_EXERCISE REQUIREMENTS_
Identify every line below that contains the word "large", and copy each of those lines.

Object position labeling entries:
════════
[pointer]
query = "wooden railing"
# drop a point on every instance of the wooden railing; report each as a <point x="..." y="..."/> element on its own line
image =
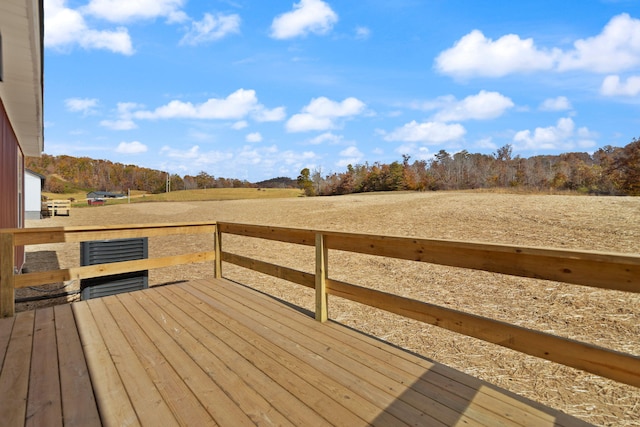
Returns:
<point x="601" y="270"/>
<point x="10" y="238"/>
════════
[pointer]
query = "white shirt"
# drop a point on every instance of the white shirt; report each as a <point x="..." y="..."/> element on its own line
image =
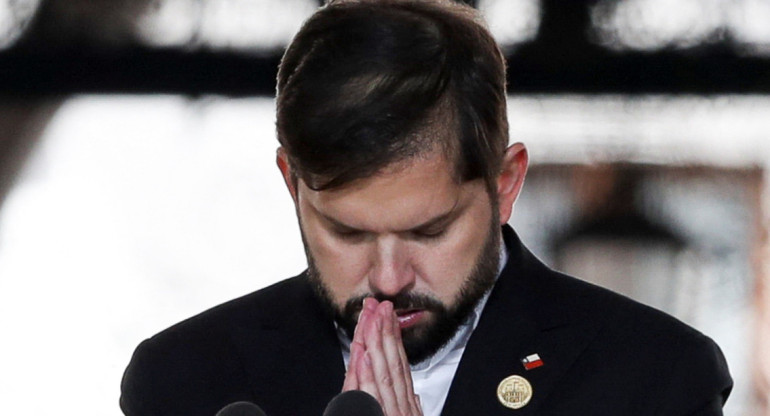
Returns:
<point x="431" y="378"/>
════════
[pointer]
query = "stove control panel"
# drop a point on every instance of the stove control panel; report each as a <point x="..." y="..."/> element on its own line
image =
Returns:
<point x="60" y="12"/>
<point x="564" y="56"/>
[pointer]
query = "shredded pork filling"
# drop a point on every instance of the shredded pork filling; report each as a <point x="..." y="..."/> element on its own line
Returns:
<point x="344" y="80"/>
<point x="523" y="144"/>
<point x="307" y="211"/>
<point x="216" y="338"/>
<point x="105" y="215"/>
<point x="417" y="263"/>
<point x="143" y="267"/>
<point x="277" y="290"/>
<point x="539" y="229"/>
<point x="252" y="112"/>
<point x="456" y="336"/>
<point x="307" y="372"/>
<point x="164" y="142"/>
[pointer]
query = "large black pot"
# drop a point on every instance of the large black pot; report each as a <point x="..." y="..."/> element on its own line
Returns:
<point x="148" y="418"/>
════════
_EXPECTED ANSWER_
query = "large black pot"
# drop a point on every instance of the large black pot; report each as a <point x="..." y="..."/> element on its own line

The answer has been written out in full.